Bir veri kümesinden alıntı
..........
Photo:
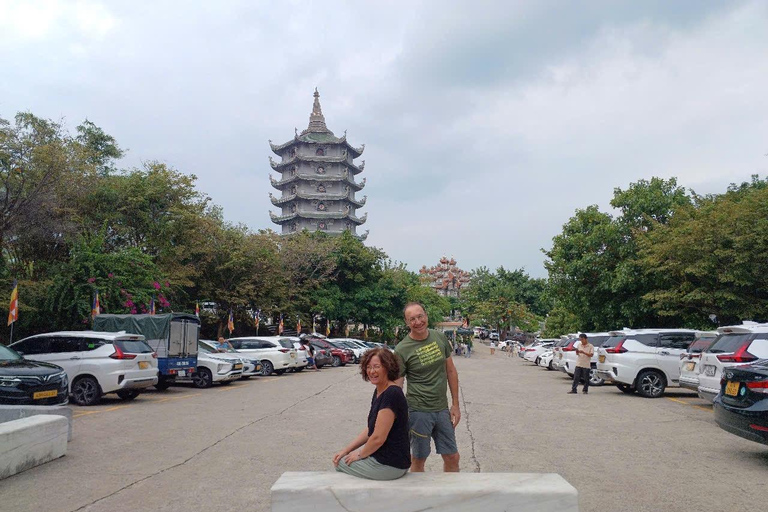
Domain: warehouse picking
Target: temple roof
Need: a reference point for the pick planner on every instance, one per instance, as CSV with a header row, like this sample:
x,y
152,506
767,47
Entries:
x,y
279,184
277,201
280,219
317,133
279,166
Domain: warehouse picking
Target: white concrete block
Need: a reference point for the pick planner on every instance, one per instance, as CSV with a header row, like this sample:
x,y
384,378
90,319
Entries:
x,y
32,441
436,492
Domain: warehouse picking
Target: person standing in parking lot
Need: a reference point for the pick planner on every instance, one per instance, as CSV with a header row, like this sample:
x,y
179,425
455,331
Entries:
x,y
584,353
425,356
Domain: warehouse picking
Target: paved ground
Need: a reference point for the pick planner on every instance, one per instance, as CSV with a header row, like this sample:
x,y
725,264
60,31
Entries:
x,y
190,450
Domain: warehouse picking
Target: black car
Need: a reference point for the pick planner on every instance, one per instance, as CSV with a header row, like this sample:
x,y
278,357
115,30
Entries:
x,y
25,382
741,408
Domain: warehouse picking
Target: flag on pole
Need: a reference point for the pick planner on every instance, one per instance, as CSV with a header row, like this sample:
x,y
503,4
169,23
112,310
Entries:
x,y
96,308
13,308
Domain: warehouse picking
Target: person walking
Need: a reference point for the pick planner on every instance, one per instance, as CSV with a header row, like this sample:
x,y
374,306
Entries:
x,y
584,353
427,365
382,447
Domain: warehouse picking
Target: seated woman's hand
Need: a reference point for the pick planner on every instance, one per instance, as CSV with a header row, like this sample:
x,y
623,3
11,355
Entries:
x,y
338,456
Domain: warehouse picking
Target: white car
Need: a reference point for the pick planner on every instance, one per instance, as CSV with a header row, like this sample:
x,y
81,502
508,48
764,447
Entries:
x,y
735,345
533,352
214,366
644,360
96,363
689,360
545,359
276,356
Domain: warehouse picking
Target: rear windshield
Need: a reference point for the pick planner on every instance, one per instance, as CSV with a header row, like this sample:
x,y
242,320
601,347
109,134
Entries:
x,y
700,344
286,343
728,343
133,347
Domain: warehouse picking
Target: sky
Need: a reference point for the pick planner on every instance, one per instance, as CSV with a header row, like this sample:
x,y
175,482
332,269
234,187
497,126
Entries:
x,y
486,124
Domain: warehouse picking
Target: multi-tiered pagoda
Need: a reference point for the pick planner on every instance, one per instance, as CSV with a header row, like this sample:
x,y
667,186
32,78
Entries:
x,y
317,182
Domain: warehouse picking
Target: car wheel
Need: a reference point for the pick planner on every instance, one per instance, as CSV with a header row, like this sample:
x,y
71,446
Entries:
x,y
86,391
163,384
650,384
202,378
594,380
128,394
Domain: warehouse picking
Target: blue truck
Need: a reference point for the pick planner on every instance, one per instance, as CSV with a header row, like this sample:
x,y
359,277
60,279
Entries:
x,y
173,336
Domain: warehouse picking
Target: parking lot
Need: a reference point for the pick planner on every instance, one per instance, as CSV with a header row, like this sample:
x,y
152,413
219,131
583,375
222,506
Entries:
x,y
189,449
..........
* _Alıştırma yönergeleri_
Lütfen listede "person" dizesini içeren her satırı seçip kopyala. Büyük ve küçük harf ayrımı dikkate alınmalı.

* _Görev sonucu_
Target: person standing in parking lot
Target: person walking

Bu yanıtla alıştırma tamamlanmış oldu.